■ **Task directions**: Please return the items word for word, everything from the start down to the line containing "<point>27,75</point>", with both ends included. Leave the pictures out of your answer.

(Dataset items)
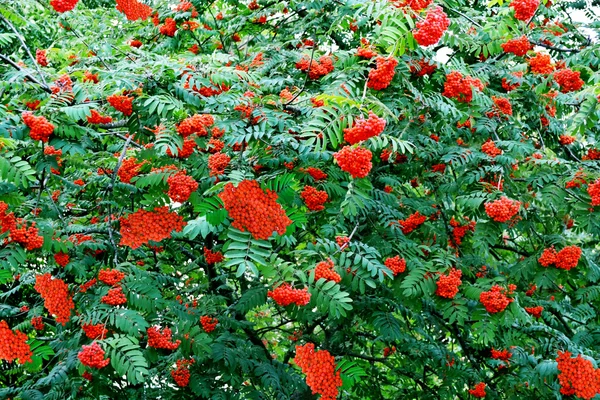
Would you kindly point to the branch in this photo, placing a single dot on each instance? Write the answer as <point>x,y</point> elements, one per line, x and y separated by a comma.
<point>27,75</point>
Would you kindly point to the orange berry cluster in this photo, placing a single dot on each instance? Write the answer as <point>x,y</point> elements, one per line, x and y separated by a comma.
<point>325,270</point>
<point>577,376</point>
<point>314,198</point>
<point>39,127</point>
<point>518,47</point>
<point>94,331</point>
<point>430,30</point>
<point>134,10</point>
<point>254,210</point>
<point>195,124</point>
<point>503,209</point>
<point>40,57</point>
<point>381,76</point>
<point>364,129</point>
<point>396,264</point>
<point>37,323</point>
<point>212,258</point>
<point>208,323</point>
<point>568,80</point>
<point>502,105</point>
<point>57,299</point>
<point>120,103</point>
<point>524,9</point>
<point>217,163</point>
<point>478,391</point>
<point>181,186</point>
<point>423,68</point>
<point>447,285</point>
<point>535,311</point>
<point>181,374</point>
<point>567,258</point>
<point>594,192</point>
<point>161,340</point>
<point>412,222</point>
<point>489,148</point>
<point>316,69</point>
<point>63,5</point>
<point>61,259</point>
<point>110,276</point>
<point>284,295</point>
<point>13,345</point>
<point>354,160</point>
<point>461,87</point>
<point>459,231</point>
<point>143,226</point>
<point>97,118</point>
<point>319,367</point>
<point>496,299</point>
<point>93,356</point>
<point>541,64</point>
<point>114,297</point>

■ **The answer**:
Would you kindly point to the branch in this photo, placing a single dot on each instance? Write the answer as <point>x,y</point> elements, one per line, x and y separated by a comma.
<point>27,75</point>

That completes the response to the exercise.